Christophe Hondelatte, présentateur emblématique de l'émission, n'a pas eu un mot très sympathique à l'égard de ses successeurs qu'il a qualifiés d''homme tronc'... Cela vous inspire-t-il une réaction ?
Je respecte énormément le journaliste Christophe Hondelatte. Il pense ce qu'il veut, factuellement il a sans doute raison car il n'y pas d'interview dans "Faites entrer l'accusé". Mais il va y en avoir puisque nous allons lancer des numéros spéciaux, des déclinaisons de "Faites entrer l'accusé", qui vont s'intituler "Crimes flagrants".
À quoi cela va correspondre ?
Nous allons raconter deux histoires dont la mécanique du crime est la même. Les trois premiers numéros seront consacrés au néonaticide – les femmes qui tuent des enfants le jour de leur naissance –, le deuxième s'intéressera aux tueurs de masse et le troisième portera sur les familicides. Dans ce cadre, il y a aura une interview de Daniel Zagury qui est expert-psychiatre auprès des tribunaux, pour qu'on essaie de faire comprendre quelle est la mécanique de ces crimes et ce qu'il se passe dans la tronche d'un tueur.
Quel rapport entretenez-vous aux faits divers, aux grosses affaires ?
J'adore le fait divers, j'adore les histoires. On les raconte avec Dominique Rizet depuis des années. D'ailleurs je n'aime pas l'expression "fait divers". Cela réduit cette matière, c'est un peu méprisant. Je préfère parler d'histoire, parce que ça dit bien des choses de notre société.
BFMTV est souvent accusée de trop surfer sur les faits divers, d'essorer les angles autour de certaines affaires. Que répondez-vous à ces critiques ?
Regardez les audiences. Lorsqu'on traite des affaires sur la longueur, les gens sont là. Il y a une demande, donc moi je n'ai pas de sujet avec ça en fait.
"Pascale de La Tour du Pin sur C8 ? Je ne ferai aucun commentaire"
Est-ce que cette entrée dans cette émission est un premier pas vers la fin du hard news ?
Non, surtout pas ! Le hard news, c'est mon ADN. Là c'est une émission qui est quand même très collée à l'actualité, mais vous ne me verrez pas dans un autre programme.
Votre ancienne collègue dans "Première édition", Pascale de La Tour du Pin, avec qui vous avez travaillé des années, a fait un autre choix. Cet été, elle a quitté BFMTV une deuxième fois pour C8 et l'équipe de Cyril Hanouna dans "Touche pas à mon poste !". Avez-vous un regard sur son choix de carrière ?
Je ne veux faire aucun commentaire.
Très bien, je n'insiste pas. Vous nous disiez néanmoins que vous ne feriez jamais ce choix de carrière...
Non, je dis que mon métier c'est le hard news et que 'Faites entrer l'accusé', c'est une déclinaison du métier que je fais. Mais vous savez, il faut le protéger le métier de journaliste. Il est décrié, on ne peut pas en faire n'importe quoi. C'est ma vision du métier. Cela fait trente et un ans que je l'exerce, j'ai encore des choses à faire. L'actualité, c'est mon moteur.

### TÂCHES ET EXERCICES
A) Reformulez sous forme de liste le paragraphe de l'entretien qui commence par « Non, je dis que mon métier » en conservant ses idées principales.
B) Relevez toutes les personnes désignées par leur nom dans l'entretien.

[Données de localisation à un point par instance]
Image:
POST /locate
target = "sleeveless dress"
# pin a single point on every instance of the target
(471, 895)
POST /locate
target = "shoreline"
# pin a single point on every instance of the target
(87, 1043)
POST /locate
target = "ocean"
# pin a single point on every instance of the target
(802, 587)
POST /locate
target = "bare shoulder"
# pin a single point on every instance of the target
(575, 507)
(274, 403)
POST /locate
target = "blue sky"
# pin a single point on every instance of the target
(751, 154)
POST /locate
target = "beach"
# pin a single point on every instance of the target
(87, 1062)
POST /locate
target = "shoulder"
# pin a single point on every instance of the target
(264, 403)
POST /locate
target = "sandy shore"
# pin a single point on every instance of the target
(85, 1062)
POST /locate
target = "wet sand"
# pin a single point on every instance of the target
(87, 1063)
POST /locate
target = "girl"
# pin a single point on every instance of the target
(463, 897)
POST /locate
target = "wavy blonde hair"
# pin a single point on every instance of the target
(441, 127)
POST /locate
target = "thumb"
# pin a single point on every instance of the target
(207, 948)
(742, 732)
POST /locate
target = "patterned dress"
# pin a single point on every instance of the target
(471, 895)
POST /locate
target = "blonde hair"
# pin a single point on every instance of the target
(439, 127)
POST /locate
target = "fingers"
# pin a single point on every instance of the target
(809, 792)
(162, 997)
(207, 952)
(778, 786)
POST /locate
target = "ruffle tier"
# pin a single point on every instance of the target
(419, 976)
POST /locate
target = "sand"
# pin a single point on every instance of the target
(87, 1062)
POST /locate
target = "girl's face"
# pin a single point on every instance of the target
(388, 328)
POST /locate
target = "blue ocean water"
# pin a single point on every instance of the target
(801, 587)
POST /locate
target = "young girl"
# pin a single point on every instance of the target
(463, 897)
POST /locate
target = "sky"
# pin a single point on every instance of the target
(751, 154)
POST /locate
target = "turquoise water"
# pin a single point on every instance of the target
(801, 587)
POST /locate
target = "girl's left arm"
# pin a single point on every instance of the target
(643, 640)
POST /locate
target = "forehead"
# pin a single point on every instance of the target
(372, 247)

### RÉSULTATS ATTENDUS
A)
- Son métier, c'est le hard news, et « Faites entrer l'accusé » en est une déclinaison.
- Il faut protéger le métier de journaliste, qui est décrié et dont on ne peut pas faire n'importe quoi.
- Il l'exerce depuis trente et un ans et a encore des choses à faire.
- L'actualité est son moteur.

B)
- Christophe Hondelatte
- Daniel Zagury
- Dominique Rizet
- Pascale de La Tour du Pin
- Cyril Hanouna